### TO DO
Turn the lines below into a JSON list of strings, one string per line, leaving out blank lines and the pictures.

### MATERIALS PROVIDED
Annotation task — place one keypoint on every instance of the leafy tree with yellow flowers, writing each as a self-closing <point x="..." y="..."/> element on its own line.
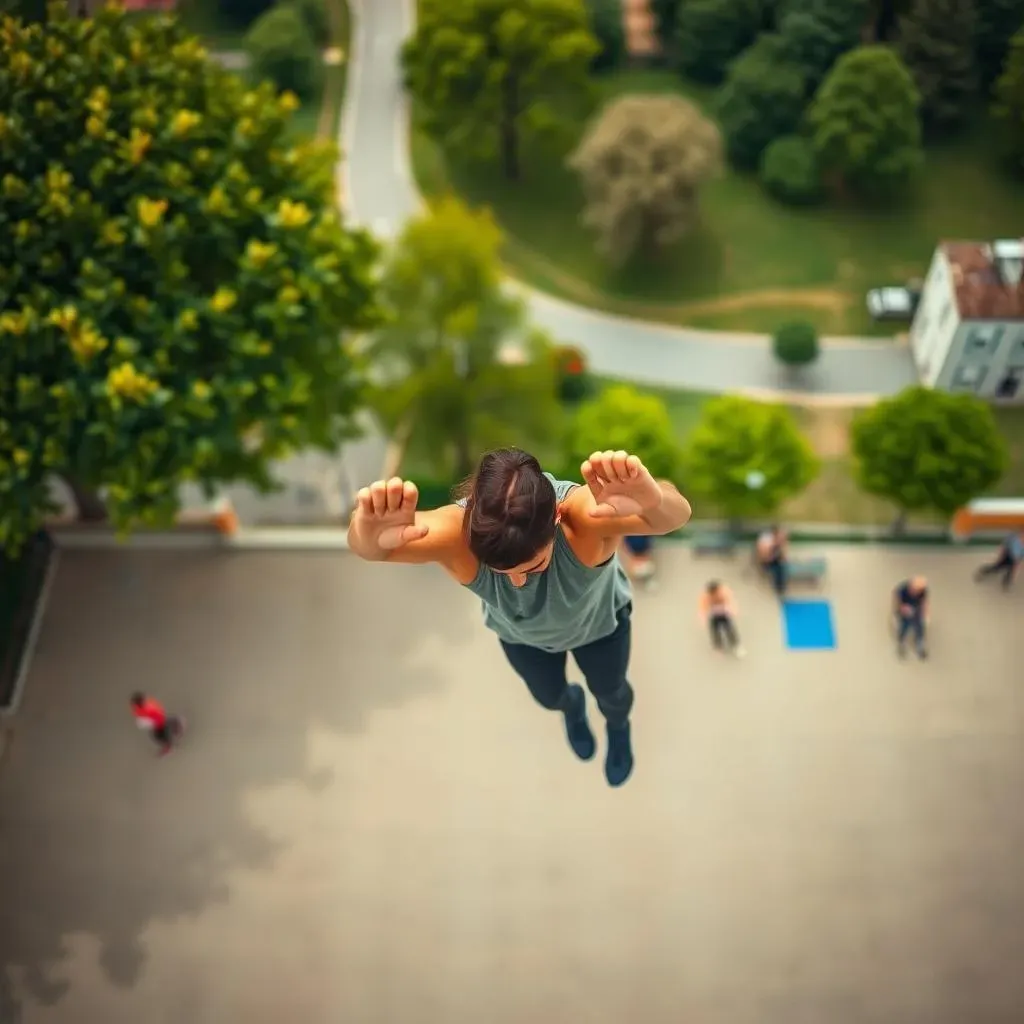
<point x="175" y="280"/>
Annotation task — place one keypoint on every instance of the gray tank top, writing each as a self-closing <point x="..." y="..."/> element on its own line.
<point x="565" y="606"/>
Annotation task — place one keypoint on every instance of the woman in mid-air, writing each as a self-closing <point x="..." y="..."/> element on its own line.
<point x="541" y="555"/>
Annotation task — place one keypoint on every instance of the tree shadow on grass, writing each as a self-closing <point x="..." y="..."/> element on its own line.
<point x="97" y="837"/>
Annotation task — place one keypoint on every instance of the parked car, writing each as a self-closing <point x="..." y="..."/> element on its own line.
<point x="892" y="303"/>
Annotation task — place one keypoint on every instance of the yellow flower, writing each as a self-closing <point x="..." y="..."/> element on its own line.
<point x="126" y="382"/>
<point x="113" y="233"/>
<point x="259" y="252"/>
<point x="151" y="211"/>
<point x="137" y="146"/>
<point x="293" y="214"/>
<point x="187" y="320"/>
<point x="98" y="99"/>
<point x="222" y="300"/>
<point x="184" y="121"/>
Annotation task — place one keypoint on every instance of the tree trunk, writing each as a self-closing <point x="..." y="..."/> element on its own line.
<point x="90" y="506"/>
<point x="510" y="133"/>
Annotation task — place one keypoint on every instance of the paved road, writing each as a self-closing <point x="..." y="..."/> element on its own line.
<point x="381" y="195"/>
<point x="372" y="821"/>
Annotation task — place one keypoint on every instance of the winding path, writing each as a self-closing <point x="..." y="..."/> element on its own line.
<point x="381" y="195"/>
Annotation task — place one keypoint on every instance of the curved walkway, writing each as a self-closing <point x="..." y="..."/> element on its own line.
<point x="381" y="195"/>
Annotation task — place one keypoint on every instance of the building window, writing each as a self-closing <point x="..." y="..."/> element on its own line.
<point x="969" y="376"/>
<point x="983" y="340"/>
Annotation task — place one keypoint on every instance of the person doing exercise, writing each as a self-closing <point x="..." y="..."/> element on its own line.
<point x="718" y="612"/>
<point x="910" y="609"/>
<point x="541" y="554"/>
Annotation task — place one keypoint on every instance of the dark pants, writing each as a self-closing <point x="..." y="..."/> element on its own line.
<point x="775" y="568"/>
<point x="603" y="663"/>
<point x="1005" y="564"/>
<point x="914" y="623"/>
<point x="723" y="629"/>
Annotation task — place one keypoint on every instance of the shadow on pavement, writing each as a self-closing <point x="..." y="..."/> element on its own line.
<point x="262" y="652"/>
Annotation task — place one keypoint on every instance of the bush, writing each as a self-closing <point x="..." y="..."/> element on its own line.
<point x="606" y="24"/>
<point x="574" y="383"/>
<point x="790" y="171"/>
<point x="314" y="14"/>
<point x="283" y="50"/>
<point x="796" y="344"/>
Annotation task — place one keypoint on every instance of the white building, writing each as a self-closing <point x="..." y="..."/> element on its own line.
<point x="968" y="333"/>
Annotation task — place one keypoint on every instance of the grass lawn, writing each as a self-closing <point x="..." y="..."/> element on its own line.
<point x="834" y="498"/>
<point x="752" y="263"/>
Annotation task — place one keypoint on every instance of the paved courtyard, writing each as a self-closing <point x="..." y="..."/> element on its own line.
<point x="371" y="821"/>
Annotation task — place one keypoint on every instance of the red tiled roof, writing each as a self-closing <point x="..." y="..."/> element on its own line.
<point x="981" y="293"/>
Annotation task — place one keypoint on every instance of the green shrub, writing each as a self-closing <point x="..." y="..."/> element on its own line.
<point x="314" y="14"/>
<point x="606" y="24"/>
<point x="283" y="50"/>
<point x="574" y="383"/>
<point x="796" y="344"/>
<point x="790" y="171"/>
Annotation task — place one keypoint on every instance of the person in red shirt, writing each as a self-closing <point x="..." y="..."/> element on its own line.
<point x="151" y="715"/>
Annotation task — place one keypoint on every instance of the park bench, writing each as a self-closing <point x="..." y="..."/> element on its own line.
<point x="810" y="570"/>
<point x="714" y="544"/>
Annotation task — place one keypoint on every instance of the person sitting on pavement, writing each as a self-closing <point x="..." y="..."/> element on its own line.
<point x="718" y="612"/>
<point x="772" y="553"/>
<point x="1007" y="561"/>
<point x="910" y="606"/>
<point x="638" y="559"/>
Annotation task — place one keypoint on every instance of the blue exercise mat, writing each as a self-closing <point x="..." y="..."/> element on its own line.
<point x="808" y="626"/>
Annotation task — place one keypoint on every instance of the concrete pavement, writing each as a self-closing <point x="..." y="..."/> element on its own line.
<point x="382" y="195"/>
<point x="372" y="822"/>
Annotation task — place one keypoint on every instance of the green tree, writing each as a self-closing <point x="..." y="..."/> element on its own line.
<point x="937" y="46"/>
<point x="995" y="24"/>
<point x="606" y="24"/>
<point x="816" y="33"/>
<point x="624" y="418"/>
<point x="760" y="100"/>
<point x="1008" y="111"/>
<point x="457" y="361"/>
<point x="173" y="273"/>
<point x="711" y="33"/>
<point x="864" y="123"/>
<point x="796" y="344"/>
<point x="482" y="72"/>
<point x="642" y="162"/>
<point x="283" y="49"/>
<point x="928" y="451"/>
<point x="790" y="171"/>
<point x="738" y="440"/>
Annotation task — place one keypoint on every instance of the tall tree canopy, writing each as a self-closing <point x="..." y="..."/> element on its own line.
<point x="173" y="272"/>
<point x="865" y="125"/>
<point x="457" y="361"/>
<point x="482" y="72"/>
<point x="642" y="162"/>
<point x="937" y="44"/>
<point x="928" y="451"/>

### SOLUTION FOR THIS TASK
[
  "Annotation task — place one keypoint on every instance of the leafy tree with yellow flowers, writing each as a self-closing <point x=\"...\" y=\"...\"/> element on its own line.",
  "<point x=\"175\" y=\"280\"/>",
  "Annotation task — place one keypoint on every instance of the gray tank top, writing each as a self-closing <point x=\"...\" y=\"...\"/> element on its own line.",
  "<point x=\"565\" y=\"606\"/>",
  "Annotation task — place one keypoint on every instance of the woman in mid-air, writing each as a self-closing <point x=\"...\" y=\"...\"/> element on its own line.",
  "<point x=\"541\" y=\"555\"/>",
  "Annotation task — place one keypoint on every instance of the tree shadow on grass, writing each as a self-closing <point x=\"...\" y=\"...\"/> element on its own line.",
  "<point x=\"97\" y=\"837\"/>",
  "Annotation task — place one keypoint on every instance of the parked car, writing each as a self-closing <point x=\"...\" y=\"...\"/> element on its own line.",
  "<point x=\"892\" y=\"303\"/>",
  "Annotation task — place one keypoint on every instance of the yellow flower, writing each as a self-closing <point x=\"...\" y=\"...\"/> element on its own line.",
  "<point x=\"126\" y=\"382\"/>",
  "<point x=\"113\" y=\"233\"/>",
  "<point x=\"259\" y=\"252\"/>",
  "<point x=\"151\" y=\"211\"/>",
  "<point x=\"137\" y=\"146\"/>",
  "<point x=\"293\" y=\"214\"/>",
  "<point x=\"187\" y=\"320\"/>",
  "<point x=\"98\" y=\"99\"/>",
  "<point x=\"222\" y=\"300\"/>",
  "<point x=\"184\" y=\"121\"/>",
  "Annotation task — place one keypoint on every instance of the tree trunk, writing each as a self-closing <point x=\"...\" y=\"...\"/> element on its own line.",
  "<point x=\"90\" y=\"506\"/>",
  "<point x=\"510\" y=\"133\"/>",
  "Annotation task — place one keypoint on every instance of the paved road, writing each as a self-closing <point x=\"...\" y=\"...\"/> element on its own line.",
  "<point x=\"381\" y=\"195\"/>",
  "<point x=\"372\" y=\"821\"/>",
  "Annotation task — place one keypoint on every instance of the winding path, writing each as a self-closing <point x=\"...\" y=\"...\"/> element on its own line.",
  "<point x=\"381\" y=\"195\"/>",
  "Annotation task — place one keypoint on every instance of the curved walkway, writing each as a self-closing <point x=\"...\" y=\"...\"/> element on its own line.",
  "<point x=\"381\" y=\"195\"/>",
  "Annotation task — place one keypoint on every instance of the building window, writing each as a self-closing <point x=\"...\" y=\"...\"/> element on its own line.",
  "<point x=\"969\" y=\"376\"/>",
  "<point x=\"983\" y=\"340\"/>",
  "Annotation task — place one keypoint on every instance of the person doing exercise, writing each as a self-closing <point x=\"...\" y=\"...\"/> element on its own line.",
  "<point x=\"718\" y=\"612\"/>",
  "<point x=\"910\" y=\"609\"/>",
  "<point x=\"541\" y=\"554\"/>",
  "Annotation task — place one keypoint on every instance of the dark pants, writing each as a self-closing <point x=\"...\" y=\"...\"/> element on its own line.",
  "<point x=\"775\" y=\"568\"/>",
  "<point x=\"603\" y=\"663\"/>",
  "<point x=\"1005\" y=\"564\"/>",
  "<point x=\"914\" y=\"623\"/>",
  "<point x=\"723\" y=\"629\"/>",
  "Annotation task — place one keypoint on every instance of the shadow on pavement, writing each as a self-closing <point x=\"...\" y=\"...\"/> element on its own line.",
  "<point x=\"262\" y=\"652\"/>",
  "Annotation task — place one keypoint on every instance of the bush, writing each as a self-closing <point x=\"...\" y=\"...\"/> element on its own line.",
  "<point x=\"606\" y=\"24\"/>",
  "<point x=\"574\" y=\"383\"/>",
  "<point x=\"790\" y=\"171\"/>",
  "<point x=\"314\" y=\"14\"/>",
  "<point x=\"283\" y=\"50\"/>",
  "<point x=\"796\" y=\"344\"/>",
  "Annotation task — place one keypoint on every instance of the white building, writing each as a self-closing <point x=\"...\" y=\"...\"/> element on its own line.",
  "<point x=\"968\" y=\"333\"/>",
  "Annotation task — place one keypoint on every instance of the grass lawn, writing each as a self-closing <point x=\"...\" y=\"...\"/> element on its own line.",
  "<point x=\"834\" y=\"498\"/>",
  "<point x=\"752\" y=\"263\"/>",
  "Annotation task — place one keypoint on every instance of the paved courtyard, writing each as a self-closing <point x=\"...\" y=\"...\"/> element on its own line.",
  "<point x=\"371\" y=\"821\"/>",
  "Annotation task — place one keypoint on every instance of the red tiled roof, writing each as a self-closing <point x=\"...\" y=\"...\"/> element on its own line.",
  "<point x=\"981\" y=\"293\"/>",
  "Annotation task — place one keypoint on every instance of the green shrub, writing each as a self-closing <point x=\"...\" y=\"...\"/> element on its own line.",
  "<point x=\"314\" y=\"14\"/>",
  "<point x=\"606\" y=\"24\"/>",
  "<point x=\"283\" y=\"50\"/>",
  "<point x=\"574\" y=\"383\"/>",
  "<point x=\"796\" y=\"344\"/>",
  "<point x=\"790\" y=\"171\"/>",
  "Annotation task — place one keypoint on every instance of the person in red shirt, writing each as a self-closing <point x=\"...\" y=\"...\"/> element on its own line.",
  "<point x=\"151\" y=\"715\"/>",
  "Annotation task — place one keypoint on every instance of the park bench, writing each as a self-closing <point x=\"...\" y=\"...\"/> element on its own line.",
  "<point x=\"810\" y=\"570\"/>",
  "<point x=\"714\" y=\"544\"/>",
  "Annotation task — place one keypoint on every instance of the person sitting on pavement, writing each as a self-closing <point x=\"...\" y=\"...\"/> element on its own line.",
  "<point x=\"718\" y=\"612\"/>",
  "<point x=\"772\" y=\"553\"/>",
  "<point x=\"1007\" y=\"561\"/>",
  "<point x=\"910\" y=\"606\"/>",
  "<point x=\"638\" y=\"559\"/>",
  "Annotation task — place one keypoint on every instance of the blue exercise mat, writing each as a self-closing <point x=\"...\" y=\"...\"/> element on its own line.",
  "<point x=\"808\" y=\"626\"/>",
  "Annotation task — place one keypoint on every instance of the concrete pavement, writing each as a self-closing <point x=\"...\" y=\"...\"/> element on its own line.",
  "<point x=\"382\" y=\"195\"/>",
  "<point x=\"372\" y=\"822\"/>",
  "Annotation task — place one keypoint on every instance of the green tree, writing each as a self-closing <point x=\"...\" y=\"...\"/> element on its own line.",
  "<point x=\"937\" y=\"46\"/>",
  "<point x=\"995\" y=\"24\"/>",
  "<point x=\"606\" y=\"24\"/>",
  "<point x=\"816\" y=\"33\"/>",
  "<point x=\"624\" y=\"418\"/>",
  "<point x=\"760\" y=\"100\"/>",
  "<point x=\"1008\" y=\"111\"/>",
  "<point x=\"457\" y=\"361\"/>",
  "<point x=\"173\" y=\"273\"/>",
  "<point x=\"711\" y=\"33\"/>",
  "<point x=\"864\" y=\"123\"/>",
  "<point x=\"796\" y=\"344\"/>",
  "<point x=\"482\" y=\"72\"/>",
  "<point x=\"642\" y=\"162\"/>",
  "<point x=\"283\" y=\"49\"/>",
  "<point x=\"928\" y=\"451\"/>",
  "<point x=\"790\" y=\"171\"/>",
  "<point x=\"738\" y=\"440\"/>",
  "Annotation task — place one keypoint on every instance of the tall tree canopy, writing each as a self-closing <point x=\"...\" y=\"...\"/> element on its own line.",
  "<point x=\"173\" y=\"272\"/>",
  "<point x=\"865\" y=\"125\"/>",
  "<point x=\"457\" y=\"361\"/>",
  "<point x=\"482\" y=\"72\"/>",
  "<point x=\"642\" y=\"162\"/>",
  "<point x=\"937\" y=\"44\"/>",
  "<point x=\"928\" y=\"451\"/>"
]